───── Dataset entries

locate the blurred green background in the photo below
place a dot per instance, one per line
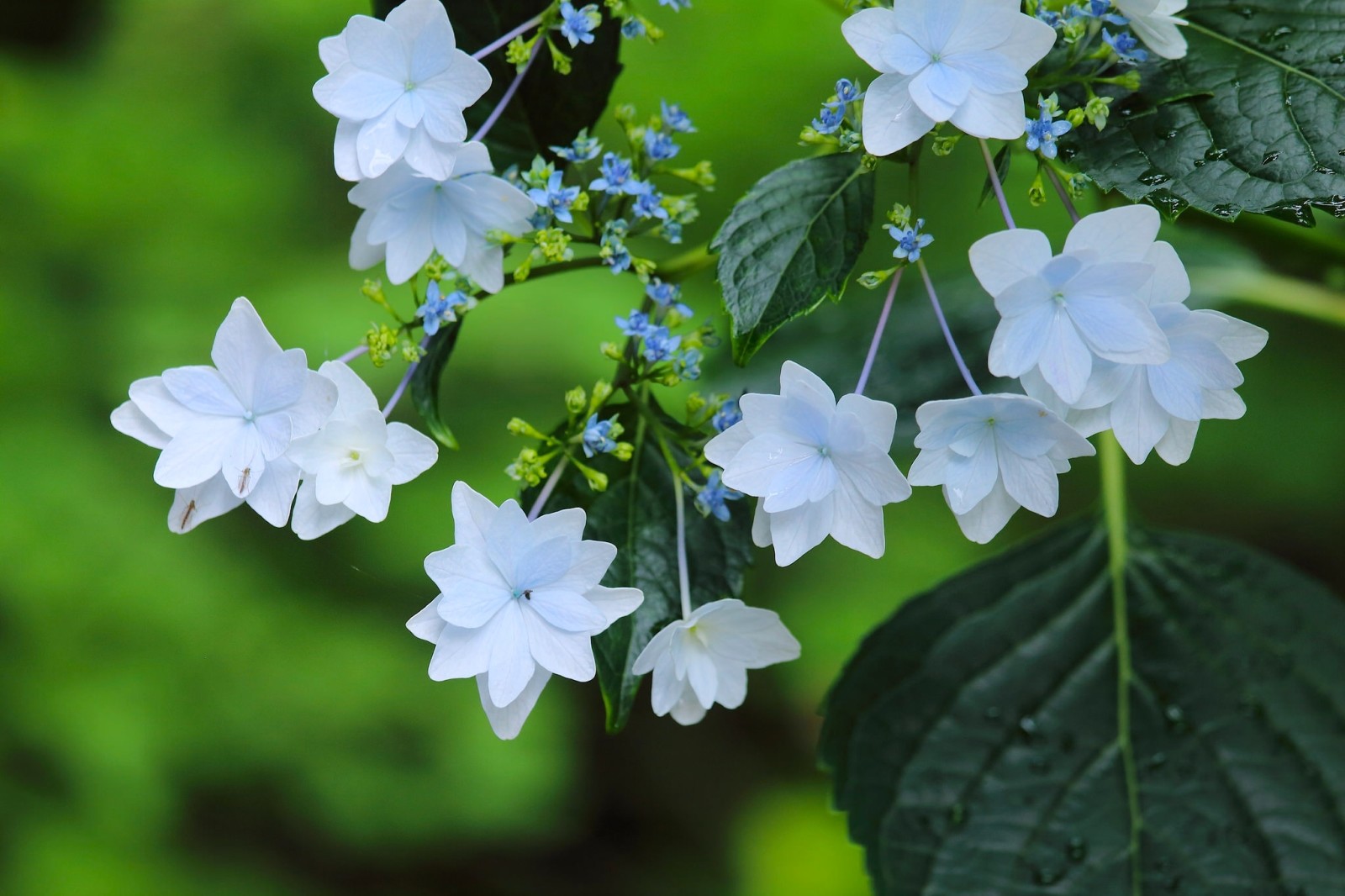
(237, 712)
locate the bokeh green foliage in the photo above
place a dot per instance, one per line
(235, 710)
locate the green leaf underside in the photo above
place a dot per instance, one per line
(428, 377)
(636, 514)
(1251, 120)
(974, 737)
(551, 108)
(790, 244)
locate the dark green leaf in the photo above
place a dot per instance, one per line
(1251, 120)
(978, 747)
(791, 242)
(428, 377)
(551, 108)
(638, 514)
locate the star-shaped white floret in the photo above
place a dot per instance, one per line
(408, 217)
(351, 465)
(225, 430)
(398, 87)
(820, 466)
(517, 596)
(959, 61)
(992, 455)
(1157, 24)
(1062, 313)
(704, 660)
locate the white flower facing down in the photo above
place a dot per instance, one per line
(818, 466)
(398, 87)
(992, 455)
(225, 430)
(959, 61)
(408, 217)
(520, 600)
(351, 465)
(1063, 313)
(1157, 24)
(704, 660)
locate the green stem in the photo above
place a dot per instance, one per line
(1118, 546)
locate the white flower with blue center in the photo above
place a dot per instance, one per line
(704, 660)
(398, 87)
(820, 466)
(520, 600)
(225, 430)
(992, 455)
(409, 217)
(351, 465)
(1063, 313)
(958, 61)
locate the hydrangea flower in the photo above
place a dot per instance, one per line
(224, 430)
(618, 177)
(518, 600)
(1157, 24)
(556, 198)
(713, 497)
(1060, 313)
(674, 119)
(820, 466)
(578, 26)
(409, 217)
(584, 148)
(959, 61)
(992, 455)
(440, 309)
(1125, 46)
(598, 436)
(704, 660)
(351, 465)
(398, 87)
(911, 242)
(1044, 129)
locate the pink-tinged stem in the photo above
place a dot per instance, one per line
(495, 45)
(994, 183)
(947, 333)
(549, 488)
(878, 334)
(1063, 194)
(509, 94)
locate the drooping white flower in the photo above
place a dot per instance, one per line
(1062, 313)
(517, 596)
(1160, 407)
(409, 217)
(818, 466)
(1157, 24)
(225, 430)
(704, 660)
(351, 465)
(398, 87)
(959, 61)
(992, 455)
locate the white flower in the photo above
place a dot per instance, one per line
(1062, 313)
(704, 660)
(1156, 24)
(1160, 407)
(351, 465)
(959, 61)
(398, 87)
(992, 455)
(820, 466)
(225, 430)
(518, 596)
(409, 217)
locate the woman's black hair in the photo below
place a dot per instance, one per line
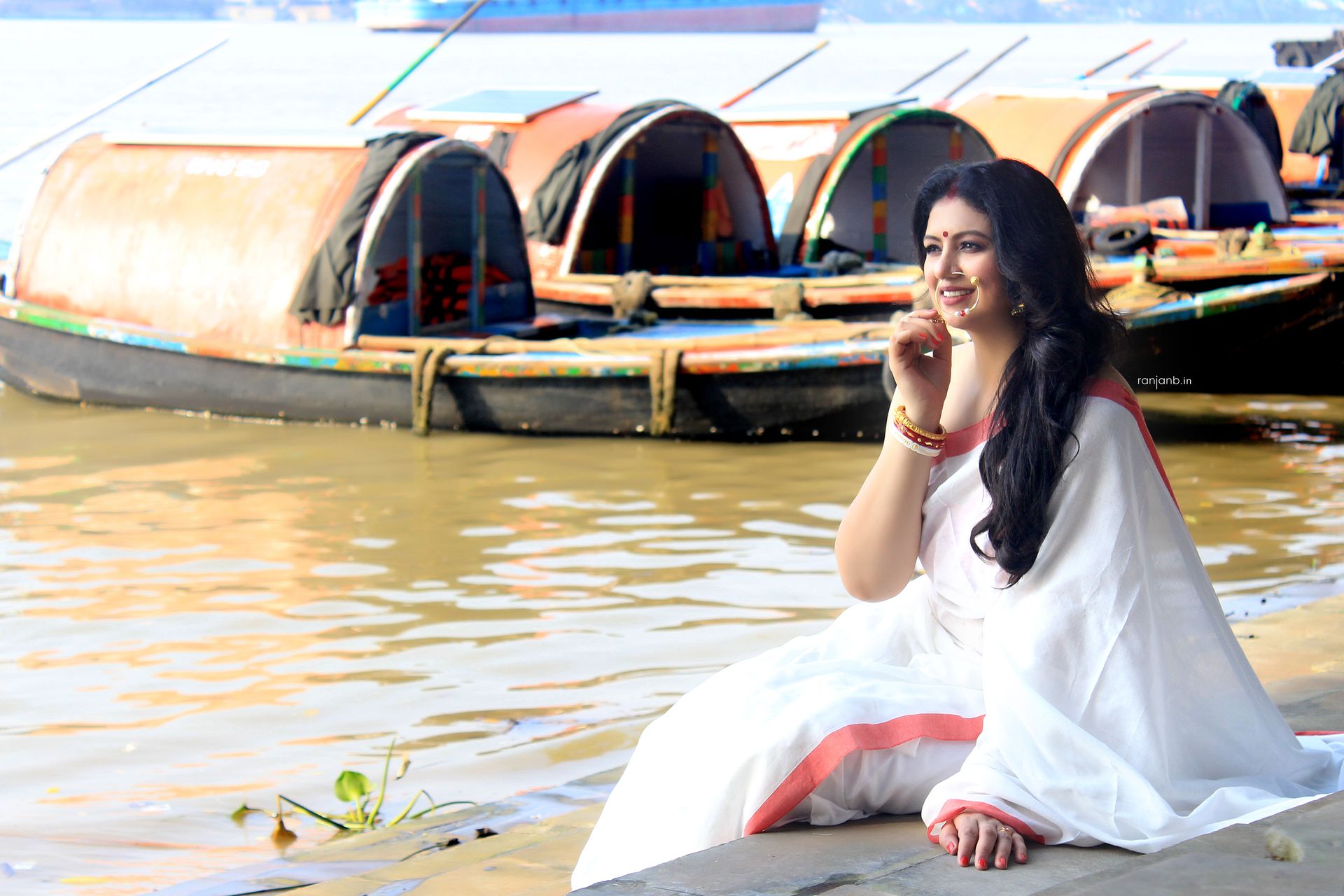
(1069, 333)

──────────

*Written instruction*: Can you restate the records from the line with "locate the woman's" through the end of the records, requests included, with each answer coordinate multiplied by 2.2 and rounded to a whole number, halves going up? Omit the pictures.

*Answer to this exercise*:
locate the woman's black hair in the photo below
place a dot per instance, one per line
(2352, 733)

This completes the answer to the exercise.